*EXERCISE OBJECTIVE*
The complete listing below should be transcribed precisely.

*DATA PROVIDED*

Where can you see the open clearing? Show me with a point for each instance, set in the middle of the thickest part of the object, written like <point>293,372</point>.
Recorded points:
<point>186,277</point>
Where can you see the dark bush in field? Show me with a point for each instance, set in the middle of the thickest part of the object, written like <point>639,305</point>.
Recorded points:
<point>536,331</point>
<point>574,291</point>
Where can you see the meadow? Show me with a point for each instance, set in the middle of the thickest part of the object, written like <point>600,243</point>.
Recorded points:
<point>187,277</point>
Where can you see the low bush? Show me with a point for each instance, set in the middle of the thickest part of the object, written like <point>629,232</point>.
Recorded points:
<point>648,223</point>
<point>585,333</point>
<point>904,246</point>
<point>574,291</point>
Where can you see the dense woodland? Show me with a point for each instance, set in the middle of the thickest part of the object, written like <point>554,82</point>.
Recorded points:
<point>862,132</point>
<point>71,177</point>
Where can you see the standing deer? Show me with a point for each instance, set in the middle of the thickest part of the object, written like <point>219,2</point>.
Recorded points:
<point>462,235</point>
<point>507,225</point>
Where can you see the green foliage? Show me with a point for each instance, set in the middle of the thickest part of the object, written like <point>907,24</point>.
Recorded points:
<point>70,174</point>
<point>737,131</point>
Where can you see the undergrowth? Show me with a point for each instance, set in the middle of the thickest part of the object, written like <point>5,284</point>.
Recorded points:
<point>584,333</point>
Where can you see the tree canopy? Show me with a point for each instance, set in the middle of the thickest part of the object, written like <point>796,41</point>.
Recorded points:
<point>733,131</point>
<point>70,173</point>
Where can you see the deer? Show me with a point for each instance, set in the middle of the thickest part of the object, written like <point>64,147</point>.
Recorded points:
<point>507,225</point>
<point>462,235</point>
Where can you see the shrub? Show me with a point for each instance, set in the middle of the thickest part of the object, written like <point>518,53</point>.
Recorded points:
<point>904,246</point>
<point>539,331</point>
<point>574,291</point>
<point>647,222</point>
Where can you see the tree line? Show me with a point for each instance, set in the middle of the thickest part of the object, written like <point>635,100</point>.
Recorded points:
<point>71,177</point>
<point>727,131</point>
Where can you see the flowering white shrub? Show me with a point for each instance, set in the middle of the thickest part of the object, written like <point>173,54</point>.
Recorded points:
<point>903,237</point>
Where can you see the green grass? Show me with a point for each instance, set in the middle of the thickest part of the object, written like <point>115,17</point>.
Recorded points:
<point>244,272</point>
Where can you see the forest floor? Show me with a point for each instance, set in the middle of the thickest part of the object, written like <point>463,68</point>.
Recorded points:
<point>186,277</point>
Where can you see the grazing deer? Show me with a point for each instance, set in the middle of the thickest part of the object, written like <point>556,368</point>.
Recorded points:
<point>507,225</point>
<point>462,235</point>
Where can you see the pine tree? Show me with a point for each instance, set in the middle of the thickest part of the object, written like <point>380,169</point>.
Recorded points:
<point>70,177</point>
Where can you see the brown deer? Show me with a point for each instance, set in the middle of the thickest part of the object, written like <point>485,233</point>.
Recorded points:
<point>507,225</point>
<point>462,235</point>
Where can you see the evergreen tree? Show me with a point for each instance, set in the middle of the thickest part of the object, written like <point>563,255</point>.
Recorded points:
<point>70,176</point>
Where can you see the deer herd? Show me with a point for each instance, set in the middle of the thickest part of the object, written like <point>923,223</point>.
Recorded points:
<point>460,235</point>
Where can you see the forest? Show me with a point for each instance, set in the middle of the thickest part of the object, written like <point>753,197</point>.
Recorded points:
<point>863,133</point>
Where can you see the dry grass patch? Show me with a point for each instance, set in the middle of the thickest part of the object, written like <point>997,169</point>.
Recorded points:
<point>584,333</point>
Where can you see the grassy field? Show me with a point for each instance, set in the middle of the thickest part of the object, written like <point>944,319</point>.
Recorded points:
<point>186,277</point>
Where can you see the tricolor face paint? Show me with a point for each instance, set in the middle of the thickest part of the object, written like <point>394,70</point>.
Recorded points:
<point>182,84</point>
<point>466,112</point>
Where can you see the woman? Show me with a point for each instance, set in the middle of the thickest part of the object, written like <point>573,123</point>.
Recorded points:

*RESULT BELOW*
Where can you see the open clearing? Show me with a point for each instance, set in the middle of the thickest part of the object, written like <point>293,372</point>.
Recorded points:
<point>186,277</point>
Where can you see the dark bush in field? Show me with a point for each instance, set in the middle of the thickest part of the object, written like <point>639,305</point>.
Recorded points:
<point>536,331</point>
<point>574,291</point>
Where can you see the meadow? Show me with a point for each instance, set in the middle of the thickest part of the object, written like <point>600,243</point>.
Recorded points:
<point>187,277</point>
Where can you see the low bush? Show me with a point for each instance, set in the middle of the thickest part of the object, written like <point>629,232</point>.
Recorded points:
<point>648,223</point>
<point>585,333</point>
<point>904,246</point>
<point>574,291</point>
Where can you see the dense woodland? Show me with a point for each instance, set in the middle of the thickest part of the object, written like <point>554,82</point>.
Recorded points:
<point>862,132</point>
<point>71,177</point>
Where can you see the standing deer? Show me with a point for each instance, set in the middle of the thickest part of the object, written like <point>219,2</point>.
Recorded points:
<point>462,235</point>
<point>507,225</point>
Where can you see the green foliage? Show me with a point for each instance, set in the middle of the thickest part of the object, written like <point>907,24</point>.
Recorded points:
<point>70,174</point>
<point>737,131</point>
Where can you see the undergrowth? Show me with a point for each instance, set in the middle of the thickest part of the object, written like <point>5,284</point>.
Recorded points:
<point>584,333</point>
Where can you see the tree canopy? Show me with a point for each instance, set in the middle of the thickest part of the object, written like <point>796,41</point>.
Recorded points:
<point>733,131</point>
<point>70,173</point>
Where can you see the deer? Show me with a point for each instance, set in the middle of the thickest part of the object, written like <point>64,147</point>.
Recorded points:
<point>507,225</point>
<point>462,235</point>
Where can you see the shrub? Show me with a point for each instance, set in the middle of the thickest part of the object, written like <point>518,53</point>.
Recorded points:
<point>904,246</point>
<point>539,331</point>
<point>574,291</point>
<point>647,222</point>
Where can you see the tree line? Show me with a point for each instance, set in the middle of the thickest part of the object, written like <point>635,100</point>.
Recorded points:
<point>71,177</point>
<point>727,131</point>
Where can you see the flowering white shrub? Show me with a point for each instance, set in the middle of the thickest part of the object, written like <point>173,54</point>.
Recorded points:
<point>903,237</point>
Where can you see the green grass? Show me with a point for each instance, set in the middle of the thickest part of the object, written like <point>115,17</point>.
Recorded points:
<point>244,272</point>
Where can you see the forest floor? Show me with a point for each instance, set in the middle of the thickest part of the object, written like <point>463,68</point>.
Recorded points:
<point>186,277</point>
Where can you see the grazing deer? Show me with a point for each instance, set in the middle of the thickest part of the object, written like <point>556,368</point>.
Recorded points:
<point>507,225</point>
<point>462,235</point>
Where can you see the pine tree? Show me with a point for each instance, set in the middle of the thickest part of the object, written like <point>380,169</point>.
Recorded points:
<point>70,177</point>
Where can you see the brown deer? Show me with a point for each instance, set in the middle of the thickest part of the object, written like <point>485,233</point>.
Recorded points:
<point>507,225</point>
<point>462,235</point>
Where can you see the evergreen tree? Show me with a point for each instance, set in the middle of the thickest part of the object, written like <point>563,255</point>.
Recorded points:
<point>70,176</point>
Where can you see the deer herd? Show me with a point for each instance, set in the middle of the thickest part of the object, written like <point>923,223</point>.
Recorded points:
<point>460,235</point>
Where can you see the forest? Show me with a point for each instance, set in the middle of the thickest part of the object, written like <point>753,197</point>.
Recorded points:
<point>863,133</point>
Where can you see the dry grass patch? Show me with a point for each instance, set in the middle of the thickest part of the object, written like <point>997,169</point>.
Recorded points:
<point>584,333</point>
Where can you see the grassy field? Show me with a point for each instance, set in the middle of the thickest part of the object, written like <point>944,319</point>.
Recorded points:
<point>186,277</point>
Where can you see the tricolor face paint? Show me with a point for each instance, set in the middle of the thickest part of the object, written like <point>394,70</point>.
Recorded points:
<point>182,84</point>
<point>466,112</point>
Where can you see the woman? Show me with a point for each instance, set in the middle of the thickest part of the object, written like <point>573,123</point>.
Recorded points:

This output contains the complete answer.